[Extrait du document]

Certaines scènes d'action sont réellement bien mises en boîte et certains plans fort bien sentis. Que cela soit la scène de poursuite ouvrant le long métrage ou bien celle où James vient au secours de Camille au volant d'un bateau, Quantum Of Solace impressionne par son visuel plus poussé et donc plus jouissif que celui de Casino Royale. Seulement Forster fait deux erreurs majeures, d'abord d'un point de vue artistique et ensuite d'un point de vue comparatif.
En effet, le cinéaste par deux fois use d'un montage parallèle (façon Eisenstein dans La Grève, 1925) mettant en juxtaposition scènes d'action intenses et scènes annexes ayant un rapport sémantique entre elles (James Bond poursuit un vilain, Forster nous montre parallèlement une course de chevaux sensée représenter les deux hommes en pleine poursuite). On y gagne certes d'un point de vue esthétique mais on y perd grandement au niveau de la nervosité de l'action, Forster sabotant lui-même la violence de ces scènes. Un comble quand il s'agit qui plus est des scènes les plus spectaculaires !
Autre point sensible, les scènes de combat et de poursuite s'inscrivent dans la lignée de la trilogie Jason Bourne (ce que Martin Campbell avait soigneusement évité de faire, à juste titre) et il se trouve que Marc Forster n'a pas le quart du talent de Paul Greengrass pour filmer l'intensité d'une bagarre ou la course-poursuite entre Bond/Bourne et son ennemi. La séquence où l'agent 007 poursuit un traître nous rappelle par ailleurs étrangement celle où Bourne (Matt Damon), dans La Vengeance dans la peau (2007), se met à sauter de toît en toît à Tanger pour sauver Nicky (Julia Stiles) du sort que lui réserve Desh (Joey Ansah), jusqu'à ce plan mémorable où Bourne saute d'un balcon à un autre, traverse la fenêtre et s'attaque à son opposant, cela sans la moindre coupe, la caméra allant même jusqu'à accompagner l'acteur dans son élan. Même topo pour l'agent le moins secret au service de Sa Majesté qui va de toît en toît et de balcon en balcon sauf que lorsqu'on passe derrière Bourne avec bien moins de virtuosité, la comparaison n'aide en rien le film de Forster.
En résulte un Marc Forster faisant du Paul Greengrass sans être Paul Greengrass. Et c'est Quantum Of Solace qui trinque.
Autre déception, les acteurs.

[Données fournies]
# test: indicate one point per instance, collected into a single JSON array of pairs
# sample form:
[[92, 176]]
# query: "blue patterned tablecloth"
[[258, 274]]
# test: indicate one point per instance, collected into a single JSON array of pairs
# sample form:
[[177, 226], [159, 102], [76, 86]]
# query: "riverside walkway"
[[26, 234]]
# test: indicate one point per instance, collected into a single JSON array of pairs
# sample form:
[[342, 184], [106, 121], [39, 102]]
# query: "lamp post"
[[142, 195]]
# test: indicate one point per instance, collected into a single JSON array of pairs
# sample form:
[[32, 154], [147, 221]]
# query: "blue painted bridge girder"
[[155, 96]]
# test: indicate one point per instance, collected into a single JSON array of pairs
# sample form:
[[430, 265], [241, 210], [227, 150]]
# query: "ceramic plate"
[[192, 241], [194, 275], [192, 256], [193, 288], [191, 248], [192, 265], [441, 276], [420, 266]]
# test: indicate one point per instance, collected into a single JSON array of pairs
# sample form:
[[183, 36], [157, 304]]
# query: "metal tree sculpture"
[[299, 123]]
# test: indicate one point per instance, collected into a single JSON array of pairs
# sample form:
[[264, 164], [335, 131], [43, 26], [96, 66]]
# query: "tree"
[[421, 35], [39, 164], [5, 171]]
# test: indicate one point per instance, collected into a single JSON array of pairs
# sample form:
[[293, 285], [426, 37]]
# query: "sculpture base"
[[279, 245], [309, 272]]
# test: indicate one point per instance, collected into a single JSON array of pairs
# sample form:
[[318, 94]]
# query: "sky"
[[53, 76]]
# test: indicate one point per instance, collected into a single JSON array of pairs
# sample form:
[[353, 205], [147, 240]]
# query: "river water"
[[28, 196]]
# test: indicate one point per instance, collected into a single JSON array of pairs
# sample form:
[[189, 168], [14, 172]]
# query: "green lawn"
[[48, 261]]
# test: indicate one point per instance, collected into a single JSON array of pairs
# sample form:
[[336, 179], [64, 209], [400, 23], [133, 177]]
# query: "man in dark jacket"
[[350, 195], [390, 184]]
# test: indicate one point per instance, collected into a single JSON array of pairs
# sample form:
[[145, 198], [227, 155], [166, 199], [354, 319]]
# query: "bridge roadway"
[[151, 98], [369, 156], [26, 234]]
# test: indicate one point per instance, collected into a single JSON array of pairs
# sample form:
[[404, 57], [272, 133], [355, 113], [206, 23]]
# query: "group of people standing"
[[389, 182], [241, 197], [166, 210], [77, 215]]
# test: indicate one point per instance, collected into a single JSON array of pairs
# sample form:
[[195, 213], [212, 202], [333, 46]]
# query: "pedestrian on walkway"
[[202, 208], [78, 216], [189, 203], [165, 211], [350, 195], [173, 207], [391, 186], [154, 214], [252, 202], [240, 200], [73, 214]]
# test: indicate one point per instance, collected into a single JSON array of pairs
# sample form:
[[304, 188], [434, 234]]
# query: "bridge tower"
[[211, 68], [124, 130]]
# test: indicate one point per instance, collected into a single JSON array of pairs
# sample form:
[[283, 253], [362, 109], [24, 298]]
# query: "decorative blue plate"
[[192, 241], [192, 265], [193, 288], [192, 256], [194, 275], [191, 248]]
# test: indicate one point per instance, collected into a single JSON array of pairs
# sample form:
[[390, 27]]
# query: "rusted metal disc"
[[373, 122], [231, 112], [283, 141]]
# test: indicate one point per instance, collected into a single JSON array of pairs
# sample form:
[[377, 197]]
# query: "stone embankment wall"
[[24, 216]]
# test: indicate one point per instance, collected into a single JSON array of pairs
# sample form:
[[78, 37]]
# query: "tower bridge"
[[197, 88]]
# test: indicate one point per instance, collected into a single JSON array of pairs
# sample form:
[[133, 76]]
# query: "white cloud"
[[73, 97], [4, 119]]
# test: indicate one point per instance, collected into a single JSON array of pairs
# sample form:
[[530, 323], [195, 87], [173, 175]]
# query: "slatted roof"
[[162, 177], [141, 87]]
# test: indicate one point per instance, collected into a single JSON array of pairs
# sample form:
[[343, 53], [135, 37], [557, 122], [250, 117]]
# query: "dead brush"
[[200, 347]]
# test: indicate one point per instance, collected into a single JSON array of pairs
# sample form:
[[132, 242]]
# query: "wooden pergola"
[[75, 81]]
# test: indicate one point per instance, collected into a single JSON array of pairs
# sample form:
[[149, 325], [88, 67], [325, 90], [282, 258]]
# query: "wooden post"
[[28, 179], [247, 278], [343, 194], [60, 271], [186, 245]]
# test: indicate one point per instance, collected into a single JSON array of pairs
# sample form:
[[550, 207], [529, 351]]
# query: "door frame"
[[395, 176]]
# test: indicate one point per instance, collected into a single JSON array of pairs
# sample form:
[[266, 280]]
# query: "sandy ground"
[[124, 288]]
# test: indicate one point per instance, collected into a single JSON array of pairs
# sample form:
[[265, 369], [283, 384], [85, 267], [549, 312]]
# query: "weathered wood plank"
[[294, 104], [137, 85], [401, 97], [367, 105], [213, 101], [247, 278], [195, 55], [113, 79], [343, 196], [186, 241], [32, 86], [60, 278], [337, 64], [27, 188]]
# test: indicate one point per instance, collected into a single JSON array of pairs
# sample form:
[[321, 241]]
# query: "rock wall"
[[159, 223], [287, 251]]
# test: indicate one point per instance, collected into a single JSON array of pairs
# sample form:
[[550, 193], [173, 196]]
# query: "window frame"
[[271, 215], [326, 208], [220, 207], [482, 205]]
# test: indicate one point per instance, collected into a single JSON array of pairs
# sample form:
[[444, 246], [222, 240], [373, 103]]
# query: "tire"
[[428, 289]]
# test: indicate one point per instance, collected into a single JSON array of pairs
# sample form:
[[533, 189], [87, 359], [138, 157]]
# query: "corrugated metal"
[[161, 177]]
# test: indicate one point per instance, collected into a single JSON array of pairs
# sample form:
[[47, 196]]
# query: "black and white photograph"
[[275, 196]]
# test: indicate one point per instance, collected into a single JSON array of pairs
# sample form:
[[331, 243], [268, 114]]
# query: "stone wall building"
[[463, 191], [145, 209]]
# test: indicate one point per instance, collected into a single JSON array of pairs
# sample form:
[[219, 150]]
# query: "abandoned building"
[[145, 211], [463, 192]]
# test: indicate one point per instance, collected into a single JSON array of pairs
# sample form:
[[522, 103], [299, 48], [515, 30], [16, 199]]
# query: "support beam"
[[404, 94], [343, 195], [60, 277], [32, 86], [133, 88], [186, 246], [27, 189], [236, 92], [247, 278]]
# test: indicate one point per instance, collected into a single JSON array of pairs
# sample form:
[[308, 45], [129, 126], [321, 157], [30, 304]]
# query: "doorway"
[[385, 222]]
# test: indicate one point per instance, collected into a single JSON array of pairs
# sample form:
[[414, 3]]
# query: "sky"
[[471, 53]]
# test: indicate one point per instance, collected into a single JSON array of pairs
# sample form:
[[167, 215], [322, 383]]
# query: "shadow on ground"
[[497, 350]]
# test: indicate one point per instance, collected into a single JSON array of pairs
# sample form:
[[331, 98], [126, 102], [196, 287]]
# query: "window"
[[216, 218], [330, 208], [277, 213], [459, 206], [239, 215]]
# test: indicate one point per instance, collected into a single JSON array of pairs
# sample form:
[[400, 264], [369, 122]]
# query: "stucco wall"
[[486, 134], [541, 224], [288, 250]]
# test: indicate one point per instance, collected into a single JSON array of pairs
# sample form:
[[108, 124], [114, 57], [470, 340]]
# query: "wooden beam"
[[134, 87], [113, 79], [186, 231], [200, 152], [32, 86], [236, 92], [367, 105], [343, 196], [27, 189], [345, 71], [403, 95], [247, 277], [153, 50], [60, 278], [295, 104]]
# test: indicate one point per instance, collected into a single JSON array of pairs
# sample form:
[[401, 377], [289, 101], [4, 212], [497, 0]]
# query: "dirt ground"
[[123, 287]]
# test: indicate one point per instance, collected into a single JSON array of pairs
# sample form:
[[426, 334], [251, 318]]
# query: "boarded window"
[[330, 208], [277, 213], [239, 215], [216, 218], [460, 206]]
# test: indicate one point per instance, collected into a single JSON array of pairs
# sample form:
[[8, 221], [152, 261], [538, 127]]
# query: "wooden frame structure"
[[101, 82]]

[Consigne]
Poursuivez la critique de Quantum Of Solace à la suite de sa dernière phrase, « Autre déception, les acteurs. »

[Résultat]
J'ai beau avouer que je trouve Olga Kurylenko très belle, force est de constater qu'elle n'arrivera jamais à s'imposer autant qu'Eva Green n'imprègne sur la pellicule sa grande classe. Elle donne certes de la consistance à son rôle de femme dévorée par la veangeance (ce qui n'explique pas par ailleurs les errances du scénario la rendant suffisamment stupide pour s'exposer plus d'une fois : il ne manquait plus qu'à peindre une cible sur ses robes histoire d'enfoncer le clou) mais passer derrière la performance de notre frenchie lui est fort préjudiciable.
Pour rester sur le sujet des James Bond Girls, quid de l'agent Fields (Gemma Arterton) qui ne sert absolument à rien dans le métrage ? Un personnage sans intérêt dont Forster aurait pu nous dispenser pour se concentrer sur les véritables enjeux du film.
Même chose pour René Mathis (Giancarlo Giannini) dont le retour aide à faire avancer l'intrigue mais qui au final aura un impact dérisoire en comparaison de son rôle dans Casino Royale.
Quant à Mathieu Amalric, il souffre du même problème qu'Olga Kurylenko dans la mesure où Mads Mikkelsen avait incarné Le Chiffre de manière magistrale auparavant, tandis qu'Amalric semble autant surjouer qu'il abuse de son regard naturellement inquiétant. Seul hic : un attrait physique ne fait pas le méchant.
Et pour finir Daniel Craig, qui n'apporte hélas pas grand chose au personnage de Commander Bond, et se montre encore plus inexpressif qu'un cadavre.
Je ne parlerai pas de l'homme de main de Greene, Elvis (Anatole Taubman), aussi ridicule qu'inintéressant.
Reste à sauver dans ce désastre Judi Dench qui incarne M avec autant de panache que dans l'opus précédent, se montrant toujours très habile dans ce personnage double vis-à-vis de son agent (préféré ?).
Encore un point qui agace, le générique. Comme je l'avais indiqué dans le Zoom sur Casino Royale, la musique de Chris Cornell faisait merveille, son You know my name collant parfaitement à l'univers Bond. Mais que dire de cet Another way to die d'Alicia Keys et Jack White si ce n'est qu'en plus d'être horriblement inaudible, la chanson a autant sa place dans un générique de James Bond que ne l'avait celle Madonna et son Die another day. À se demander si Amy Winehouse, même shootée au prosac, n'aurait pas fait mieux. Sisi, je vous l'assure.
On pourra regretter également l'absence du fameux "Bond, James Bond" nous rappelant les bons vieux automatismes de la saga, ou encore l'absence en fin de séquence introductive du plan où l'on voit 007 tirer plein cadre, lancant ainsi le générique.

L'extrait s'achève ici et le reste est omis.